Exercise task: Edit the records starting at the line that has "Game engine object recognition — detect flag on" and stopping after the line that has "261, 37, 265, 121". Write those lines out again with "AR layer" replaced by "HUD layer" and everything else left the same.

Entries from an annotation dataset:
⟨
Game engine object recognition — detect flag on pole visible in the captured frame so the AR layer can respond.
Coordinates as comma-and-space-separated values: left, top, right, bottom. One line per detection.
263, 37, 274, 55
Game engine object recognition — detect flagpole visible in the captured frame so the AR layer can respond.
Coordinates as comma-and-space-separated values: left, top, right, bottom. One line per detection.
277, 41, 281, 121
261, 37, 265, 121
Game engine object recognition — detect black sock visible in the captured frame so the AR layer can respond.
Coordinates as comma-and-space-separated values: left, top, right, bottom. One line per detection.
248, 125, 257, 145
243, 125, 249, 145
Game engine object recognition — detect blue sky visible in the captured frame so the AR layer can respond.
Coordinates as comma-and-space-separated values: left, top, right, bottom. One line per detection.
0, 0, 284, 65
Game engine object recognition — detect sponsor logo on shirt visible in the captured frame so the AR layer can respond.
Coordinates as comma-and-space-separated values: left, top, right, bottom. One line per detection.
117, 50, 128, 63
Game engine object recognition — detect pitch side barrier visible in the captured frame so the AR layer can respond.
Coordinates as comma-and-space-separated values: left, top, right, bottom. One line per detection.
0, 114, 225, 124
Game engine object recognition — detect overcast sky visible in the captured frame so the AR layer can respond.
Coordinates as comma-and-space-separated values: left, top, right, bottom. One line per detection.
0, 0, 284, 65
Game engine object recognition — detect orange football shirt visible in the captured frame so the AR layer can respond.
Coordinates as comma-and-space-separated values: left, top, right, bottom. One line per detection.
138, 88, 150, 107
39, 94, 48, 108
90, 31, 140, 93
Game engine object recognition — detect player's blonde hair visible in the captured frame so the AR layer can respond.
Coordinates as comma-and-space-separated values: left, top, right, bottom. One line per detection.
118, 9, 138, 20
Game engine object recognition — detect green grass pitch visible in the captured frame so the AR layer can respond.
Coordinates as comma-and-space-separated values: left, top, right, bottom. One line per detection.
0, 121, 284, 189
⟩
⟨
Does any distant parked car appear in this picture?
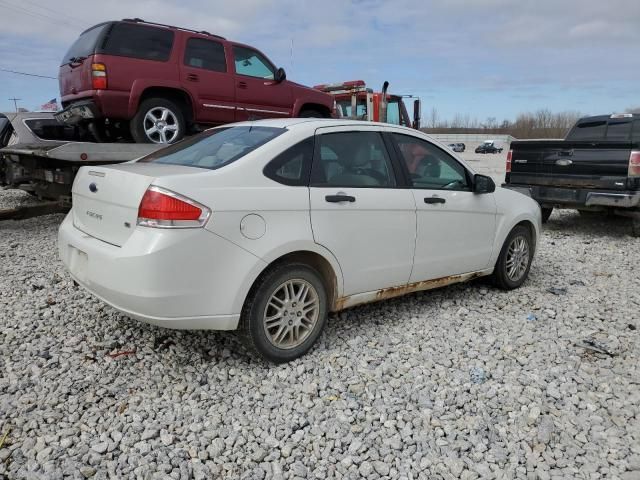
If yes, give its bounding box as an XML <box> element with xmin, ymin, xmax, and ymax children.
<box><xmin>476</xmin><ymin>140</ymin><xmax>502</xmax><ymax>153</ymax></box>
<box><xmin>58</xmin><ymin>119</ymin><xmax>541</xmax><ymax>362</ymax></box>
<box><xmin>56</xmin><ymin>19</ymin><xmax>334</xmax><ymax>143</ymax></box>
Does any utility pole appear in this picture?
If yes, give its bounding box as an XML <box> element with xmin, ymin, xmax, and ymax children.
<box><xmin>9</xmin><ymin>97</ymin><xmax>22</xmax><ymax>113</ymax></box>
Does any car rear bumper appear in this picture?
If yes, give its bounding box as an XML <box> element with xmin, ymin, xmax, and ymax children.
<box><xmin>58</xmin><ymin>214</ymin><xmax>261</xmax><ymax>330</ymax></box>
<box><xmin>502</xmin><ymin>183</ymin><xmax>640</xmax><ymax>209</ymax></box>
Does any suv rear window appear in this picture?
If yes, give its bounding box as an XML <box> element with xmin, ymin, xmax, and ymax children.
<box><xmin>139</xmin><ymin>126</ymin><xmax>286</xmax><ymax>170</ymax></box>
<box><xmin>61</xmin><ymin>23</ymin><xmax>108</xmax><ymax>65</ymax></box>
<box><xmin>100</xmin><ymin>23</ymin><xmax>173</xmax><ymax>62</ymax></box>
⟩
Expected answer:
Game engine object recognition — detect flag on pole visible in the captured frame so the HUD layer can respond.
Coordinates as comma-and-space-separated values: left, top, right, bottom. One line per detection.
263, 37, 274, 55
Game engine object recognition — detect flagpole visible in the captured frame so the HUD layer can respond.
Coordinates as comma-and-space-separated values: left, top, right, bottom. One line per detection.
277, 41, 281, 121
261, 37, 265, 121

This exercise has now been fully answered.